> _WHAT IS ASKED_
Can you render the part of the material below that opens with the line containing "Put a single dot on each instance of the windshield" and runs through the end of the material, both ends included, as a numbered list with blank lines left out?

> _DATASET CONTENT_

-----

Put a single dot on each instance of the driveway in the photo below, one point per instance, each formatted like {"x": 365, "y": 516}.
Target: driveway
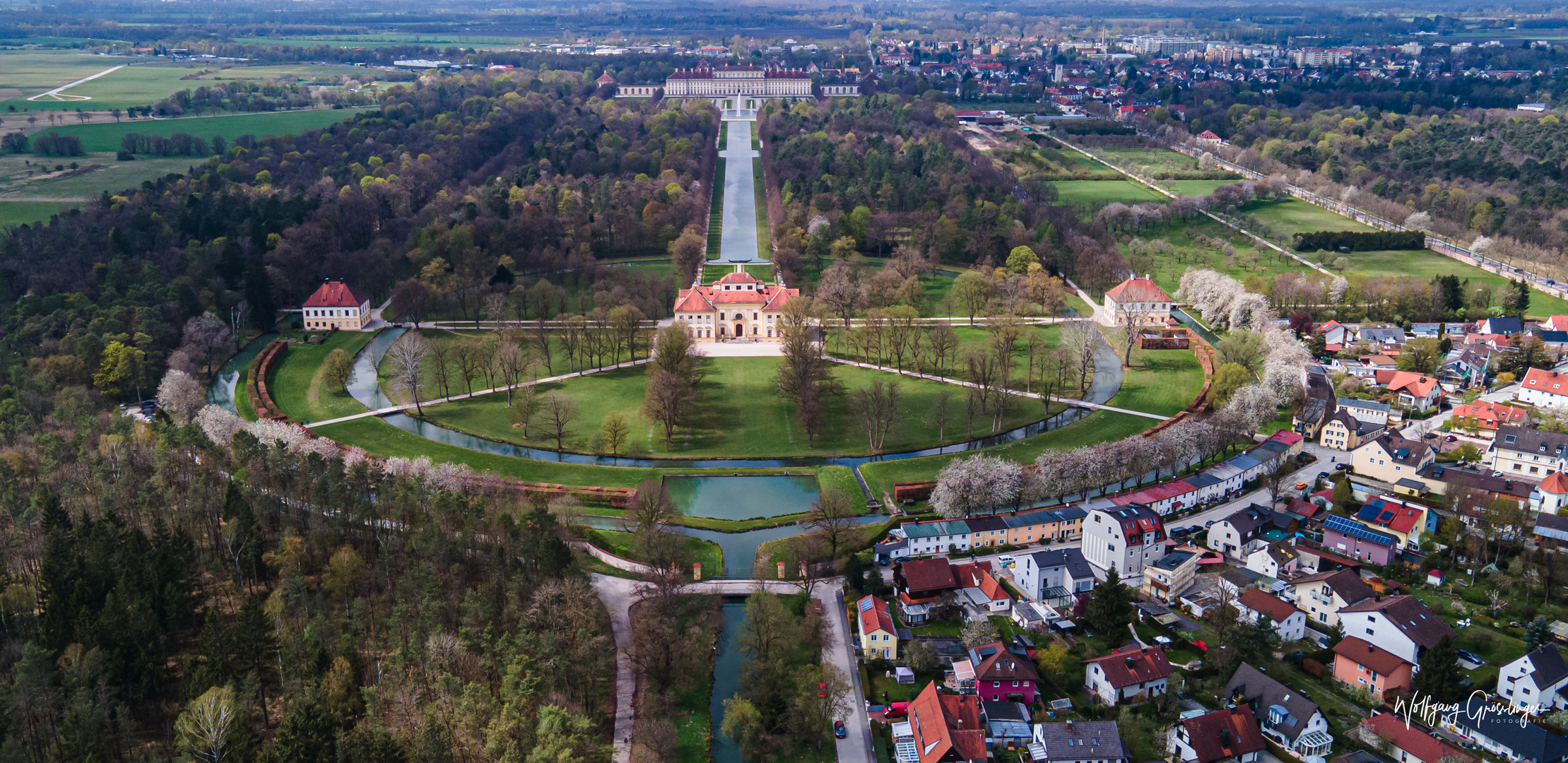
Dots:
{"x": 856, "y": 746}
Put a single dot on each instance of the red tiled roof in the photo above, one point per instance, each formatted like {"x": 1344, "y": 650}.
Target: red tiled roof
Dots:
{"x": 1225, "y": 733}
{"x": 1415, "y": 742}
{"x": 334, "y": 293}
{"x": 1369, "y": 656}
{"x": 1137, "y": 290}
{"x": 946, "y": 726}
{"x": 1259, "y": 602}
{"x": 1133, "y": 665}
{"x": 876, "y": 616}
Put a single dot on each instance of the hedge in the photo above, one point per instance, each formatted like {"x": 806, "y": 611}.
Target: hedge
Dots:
{"x": 1332, "y": 240}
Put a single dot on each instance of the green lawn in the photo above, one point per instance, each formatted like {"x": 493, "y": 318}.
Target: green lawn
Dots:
{"x": 739, "y": 414}
{"x": 297, "y": 383}
{"x": 18, "y": 213}
{"x": 1097, "y": 191}
{"x": 1161, "y": 382}
{"x": 107, "y": 135}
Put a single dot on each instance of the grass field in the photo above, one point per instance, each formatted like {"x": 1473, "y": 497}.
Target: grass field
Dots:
{"x": 107, "y": 135}
{"x": 1104, "y": 191}
{"x": 101, "y": 173}
{"x": 18, "y": 213}
{"x": 739, "y": 414}
{"x": 297, "y": 383}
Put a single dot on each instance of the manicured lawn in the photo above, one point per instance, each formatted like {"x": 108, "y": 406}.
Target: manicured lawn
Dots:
{"x": 842, "y": 480}
{"x": 698, "y": 550}
{"x": 1098, "y": 427}
{"x": 19, "y": 213}
{"x": 1097, "y": 191}
{"x": 1161, "y": 382}
{"x": 107, "y": 135}
{"x": 739, "y": 414}
{"x": 297, "y": 383}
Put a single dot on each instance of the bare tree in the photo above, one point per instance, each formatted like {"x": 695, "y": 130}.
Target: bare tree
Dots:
{"x": 408, "y": 364}
{"x": 557, "y": 413}
{"x": 833, "y": 516}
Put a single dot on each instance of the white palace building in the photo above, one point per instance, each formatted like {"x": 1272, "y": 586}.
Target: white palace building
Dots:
{"x": 736, "y": 87}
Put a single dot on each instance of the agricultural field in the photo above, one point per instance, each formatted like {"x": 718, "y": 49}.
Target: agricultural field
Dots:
{"x": 1104, "y": 191}
{"x": 107, "y": 135}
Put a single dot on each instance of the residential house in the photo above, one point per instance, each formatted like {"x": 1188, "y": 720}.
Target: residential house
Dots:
{"x": 1078, "y": 742}
{"x": 1391, "y": 458}
{"x": 1529, "y": 454}
{"x": 1551, "y": 494}
{"x": 1129, "y": 673}
{"x": 1482, "y": 419}
{"x": 941, "y": 729}
{"x": 1412, "y": 745}
{"x": 1504, "y": 733}
{"x": 1535, "y": 679}
{"x": 1344, "y": 431}
{"x": 1364, "y": 666}
{"x": 1227, "y": 735}
{"x": 1360, "y": 541}
{"x": 1003, "y": 674}
{"x": 1164, "y": 497}
{"x": 1286, "y": 716}
{"x": 921, "y": 585}
{"x": 1233, "y": 535}
{"x": 1170, "y": 575}
{"x": 1283, "y": 617}
{"x": 336, "y": 306}
{"x": 980, "y": 589}
{"x": 1366, "y": 409}
{"x": 1140, "y": 300}
{"x": 1545, "y": 389}
{"x": 1324, "y": 594}
{"x": 1415, "y": 391}
{"x": 1277, "y": 560}
{"x": 1123, "y": 538}
{"x": 1407, "y": 521}
{"x": 1551, "y": 527}
{"x": 1054, "y": 575}
{"x": 990, "y": 530}
{"x": 1506, "y": 326}
{"x": 1398, "y": 624}
{"x": 878, "y": 635}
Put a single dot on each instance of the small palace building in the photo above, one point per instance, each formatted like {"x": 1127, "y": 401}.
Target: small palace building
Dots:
{"x": 736, "y": 306}
{"x": 336, "y": 306}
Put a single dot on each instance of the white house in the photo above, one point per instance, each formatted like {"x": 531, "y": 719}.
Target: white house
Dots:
{"x": 1535, "y": 679}
{"x": 1123, "y": 538}
{"x": 1053, "y": 575}
{"x": 1285, "y": 620}
{"x": 1396, "y": 624}
{"x": 1285, "y": 715}
{"x": 1324, "y": 594}
{"x": 1545, "y": 389}
{"x": 1128, "y": 673}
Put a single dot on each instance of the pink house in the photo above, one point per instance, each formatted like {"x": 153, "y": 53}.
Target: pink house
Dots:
{"x": 1003, "y": 674}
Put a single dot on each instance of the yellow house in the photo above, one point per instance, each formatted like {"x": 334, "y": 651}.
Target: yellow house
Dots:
{"x": 1346, "y": 431}
{"x": 878, "y": 637}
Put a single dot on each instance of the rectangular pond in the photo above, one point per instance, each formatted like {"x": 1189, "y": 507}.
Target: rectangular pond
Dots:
{"x": 742, "y": 497}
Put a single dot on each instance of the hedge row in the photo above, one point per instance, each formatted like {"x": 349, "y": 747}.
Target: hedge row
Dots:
{"x": 1332, "y": 240}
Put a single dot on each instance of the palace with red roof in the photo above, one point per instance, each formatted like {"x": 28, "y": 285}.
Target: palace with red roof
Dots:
{"x": 736, "y": 306}
{"x": 336, "y": 306}
{"x": 1145, "y": 301}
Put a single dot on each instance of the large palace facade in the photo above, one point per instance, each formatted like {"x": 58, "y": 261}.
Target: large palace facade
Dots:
{"x": 736, "y": 306}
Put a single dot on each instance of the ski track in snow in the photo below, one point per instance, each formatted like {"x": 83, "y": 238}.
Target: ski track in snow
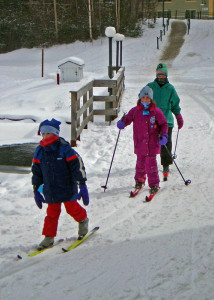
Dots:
{"x": 162, "y": 250}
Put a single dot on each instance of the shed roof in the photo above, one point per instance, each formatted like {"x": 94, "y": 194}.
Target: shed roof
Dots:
{"x": 71, "y": 59}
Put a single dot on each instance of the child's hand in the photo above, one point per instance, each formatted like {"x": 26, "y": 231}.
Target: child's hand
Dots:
{"x": 163, "y": 139}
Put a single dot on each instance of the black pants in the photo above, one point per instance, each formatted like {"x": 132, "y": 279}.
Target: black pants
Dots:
{"x": 165, "y": 158}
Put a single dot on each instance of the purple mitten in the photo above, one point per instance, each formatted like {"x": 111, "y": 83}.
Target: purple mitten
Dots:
{"x": 180, "y": 121}
{"x": 163, "y": 139}
{"x": 83, "y": 194}
{"x": 120, "y": 124}
{"x": 38, "y": 199}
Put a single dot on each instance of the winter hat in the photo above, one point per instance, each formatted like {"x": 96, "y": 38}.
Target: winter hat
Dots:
{"x": 146, "y": 91}
{"x": 161, "y": 70}
{"x": 49, "y": 127}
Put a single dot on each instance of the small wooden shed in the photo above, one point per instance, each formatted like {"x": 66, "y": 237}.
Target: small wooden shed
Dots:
{"x": 71, "y": 69}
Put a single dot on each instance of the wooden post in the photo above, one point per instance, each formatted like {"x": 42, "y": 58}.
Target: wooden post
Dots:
{"x": 42, "y": 62}
{"x": 85, "y": 113}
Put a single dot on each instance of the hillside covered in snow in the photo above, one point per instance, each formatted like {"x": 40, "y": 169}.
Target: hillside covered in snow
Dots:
{"x": 161, "y": 250}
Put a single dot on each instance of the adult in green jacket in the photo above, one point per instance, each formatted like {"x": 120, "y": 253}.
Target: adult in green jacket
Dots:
{"x": 168, "y": 101}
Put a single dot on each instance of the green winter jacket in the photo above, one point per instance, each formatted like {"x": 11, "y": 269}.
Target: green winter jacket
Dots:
{"x": 167, "y": 100}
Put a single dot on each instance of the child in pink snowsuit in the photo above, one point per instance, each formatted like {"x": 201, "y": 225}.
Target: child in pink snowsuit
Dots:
{"x": 149, "y": 132}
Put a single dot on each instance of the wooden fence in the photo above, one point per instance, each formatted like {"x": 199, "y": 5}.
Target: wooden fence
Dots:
{"x": 82, "y": 101}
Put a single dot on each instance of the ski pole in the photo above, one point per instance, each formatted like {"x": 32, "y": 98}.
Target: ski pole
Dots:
{"x": 187, "y": 182}
{"x": 174, "y": 156}
{"x": 105, "y": 186}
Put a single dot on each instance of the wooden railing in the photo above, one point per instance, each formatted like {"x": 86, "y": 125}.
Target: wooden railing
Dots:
{"x": 82, "y": 102}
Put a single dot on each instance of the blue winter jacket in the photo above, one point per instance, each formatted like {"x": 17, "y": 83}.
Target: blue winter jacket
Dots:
{"x": 60, "y": 168}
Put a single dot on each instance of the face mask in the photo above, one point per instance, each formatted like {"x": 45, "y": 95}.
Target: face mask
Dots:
{"x": 145, "y": 104}
{"x": 161, "y": 81}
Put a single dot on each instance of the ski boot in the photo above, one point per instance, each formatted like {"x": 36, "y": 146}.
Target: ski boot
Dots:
{"x": 83, "y": 228}
{"x": 46, "y": 243}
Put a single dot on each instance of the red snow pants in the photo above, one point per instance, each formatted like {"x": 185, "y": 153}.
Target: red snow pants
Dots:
{"x": 147, "y": 165}
{"x": 53, "y": 212}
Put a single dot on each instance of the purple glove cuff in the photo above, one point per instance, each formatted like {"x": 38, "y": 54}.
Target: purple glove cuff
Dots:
{"x": 120, "y": 124}
{"x": 163, "y": 139}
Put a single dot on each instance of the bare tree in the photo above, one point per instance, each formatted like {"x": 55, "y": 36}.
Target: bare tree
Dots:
{"x": 90, "y": 20}
{"x": 117, "y": 9}
{"x": 56, "y": 21}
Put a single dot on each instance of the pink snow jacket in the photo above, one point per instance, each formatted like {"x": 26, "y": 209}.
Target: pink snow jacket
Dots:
{"x": 146, "y": 128}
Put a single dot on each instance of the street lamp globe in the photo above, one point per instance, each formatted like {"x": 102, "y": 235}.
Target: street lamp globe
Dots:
{"x": 110, "y": 32}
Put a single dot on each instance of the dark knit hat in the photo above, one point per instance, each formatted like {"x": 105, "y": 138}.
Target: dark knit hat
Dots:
{"x": 161, "y": 70}
{"x": 49, "y": 127}
{"x": 146, "y": 91}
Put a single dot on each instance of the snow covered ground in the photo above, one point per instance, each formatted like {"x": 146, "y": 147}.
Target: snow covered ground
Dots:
{"x": 161, "y": 250}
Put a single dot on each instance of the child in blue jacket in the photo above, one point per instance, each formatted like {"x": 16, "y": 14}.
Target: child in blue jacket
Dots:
{"x": 60, "y": 170}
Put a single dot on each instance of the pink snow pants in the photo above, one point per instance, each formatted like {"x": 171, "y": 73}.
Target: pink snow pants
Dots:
{"x": 147, "y": 165}
{"x": 53, "y": 212}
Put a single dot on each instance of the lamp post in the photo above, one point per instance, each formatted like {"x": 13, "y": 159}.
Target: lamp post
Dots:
{"x": 110, "y": 33}
{"x": 163, "y": 13}
{"x": 119, "y": 39}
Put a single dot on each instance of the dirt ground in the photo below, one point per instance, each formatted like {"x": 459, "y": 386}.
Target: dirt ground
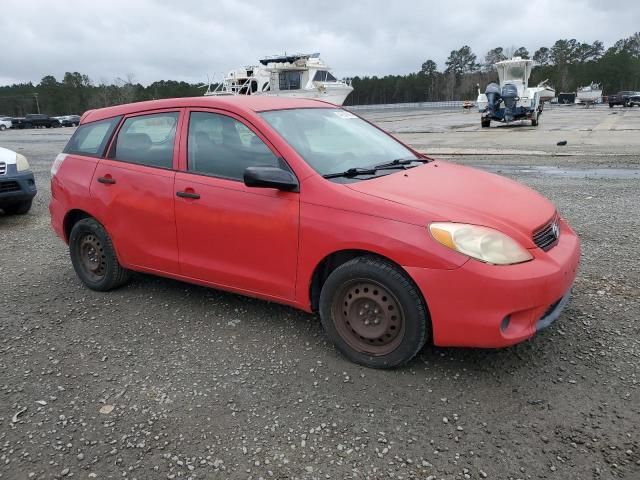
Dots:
{"x": 161, "y": 379}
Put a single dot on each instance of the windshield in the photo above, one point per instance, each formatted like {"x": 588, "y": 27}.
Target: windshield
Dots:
{"x": 333, "y": 140}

-----

> _ANSWER BELOW_
1. Put a single dot on each instance of the windshield in the photo above, one point per instance, each formatted like {"x": 588, "y": 27}.
2. Target: windshield
3. Dots:
4. {"x": 333, "y": 140}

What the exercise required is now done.